» STATED EXERCISE: Write the line that includes "[locate] man in" and all subsequent lines, exactly as written, and nothing more.

Dataset items:
START

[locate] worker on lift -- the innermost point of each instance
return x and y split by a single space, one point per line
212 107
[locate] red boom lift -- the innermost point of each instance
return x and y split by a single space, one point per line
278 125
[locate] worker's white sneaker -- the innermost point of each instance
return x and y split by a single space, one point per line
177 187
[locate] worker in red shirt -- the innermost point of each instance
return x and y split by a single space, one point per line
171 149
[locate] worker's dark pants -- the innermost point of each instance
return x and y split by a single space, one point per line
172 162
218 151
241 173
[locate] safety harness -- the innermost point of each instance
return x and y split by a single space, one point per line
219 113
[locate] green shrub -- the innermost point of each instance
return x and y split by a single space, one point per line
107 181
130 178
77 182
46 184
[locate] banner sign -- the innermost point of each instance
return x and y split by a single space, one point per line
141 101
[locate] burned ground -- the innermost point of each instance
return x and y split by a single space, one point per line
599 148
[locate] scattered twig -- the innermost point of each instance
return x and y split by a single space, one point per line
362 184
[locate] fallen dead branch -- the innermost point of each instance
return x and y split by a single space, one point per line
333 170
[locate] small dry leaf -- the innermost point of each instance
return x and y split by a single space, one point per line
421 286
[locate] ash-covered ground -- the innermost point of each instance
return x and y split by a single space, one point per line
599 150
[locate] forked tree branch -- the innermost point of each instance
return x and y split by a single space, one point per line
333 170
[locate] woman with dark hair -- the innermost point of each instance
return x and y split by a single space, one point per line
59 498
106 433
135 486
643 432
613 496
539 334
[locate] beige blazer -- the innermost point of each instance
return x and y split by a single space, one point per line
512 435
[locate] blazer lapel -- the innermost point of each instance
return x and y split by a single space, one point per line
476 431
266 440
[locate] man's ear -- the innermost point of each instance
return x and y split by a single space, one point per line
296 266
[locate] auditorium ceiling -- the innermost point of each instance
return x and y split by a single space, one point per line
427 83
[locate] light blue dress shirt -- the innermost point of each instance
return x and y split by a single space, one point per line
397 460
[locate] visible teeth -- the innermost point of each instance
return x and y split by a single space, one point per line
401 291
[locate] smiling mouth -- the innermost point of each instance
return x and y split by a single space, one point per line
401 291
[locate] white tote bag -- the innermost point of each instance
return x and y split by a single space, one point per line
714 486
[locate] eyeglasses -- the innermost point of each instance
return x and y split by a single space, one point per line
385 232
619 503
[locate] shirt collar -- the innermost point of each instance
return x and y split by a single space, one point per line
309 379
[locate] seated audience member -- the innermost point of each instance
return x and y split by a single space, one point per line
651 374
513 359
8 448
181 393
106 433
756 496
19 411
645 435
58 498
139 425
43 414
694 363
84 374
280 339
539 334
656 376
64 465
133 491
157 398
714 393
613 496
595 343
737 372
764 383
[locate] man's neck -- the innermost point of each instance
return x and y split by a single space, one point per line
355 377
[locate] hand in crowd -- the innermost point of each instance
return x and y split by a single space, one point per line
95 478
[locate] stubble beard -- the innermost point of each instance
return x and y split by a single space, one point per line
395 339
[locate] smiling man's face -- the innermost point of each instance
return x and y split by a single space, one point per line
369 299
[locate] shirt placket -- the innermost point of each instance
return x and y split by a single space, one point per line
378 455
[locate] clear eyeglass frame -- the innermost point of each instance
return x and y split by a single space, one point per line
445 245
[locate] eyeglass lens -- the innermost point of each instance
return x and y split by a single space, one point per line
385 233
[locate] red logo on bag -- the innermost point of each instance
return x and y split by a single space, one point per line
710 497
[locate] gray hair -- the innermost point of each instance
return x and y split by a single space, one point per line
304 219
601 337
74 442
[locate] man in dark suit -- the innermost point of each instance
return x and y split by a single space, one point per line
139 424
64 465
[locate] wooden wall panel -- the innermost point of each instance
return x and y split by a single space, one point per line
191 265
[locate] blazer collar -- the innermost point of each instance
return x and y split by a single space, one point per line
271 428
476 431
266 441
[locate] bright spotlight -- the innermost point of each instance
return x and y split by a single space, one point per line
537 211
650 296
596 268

END

» SOLUTION TO THE EXERCISE:
[locate] man in dark suit -- the innermost point of each instance
return x and y split by a single space, one point per line
139 424
64 465
[locate] wooden wall panel -- the innermost point of each instance
return x and y split by a single space, one point per line
191 265
[locate] blazer collar -- the innermost point of each instance
return x and y split by a single space, one point per line
271 428
476 431
266 441
[locate] bright spotlight -- the innermost point of each instance
return x and y split by a single space, one point per line
537 211
650 296
596 268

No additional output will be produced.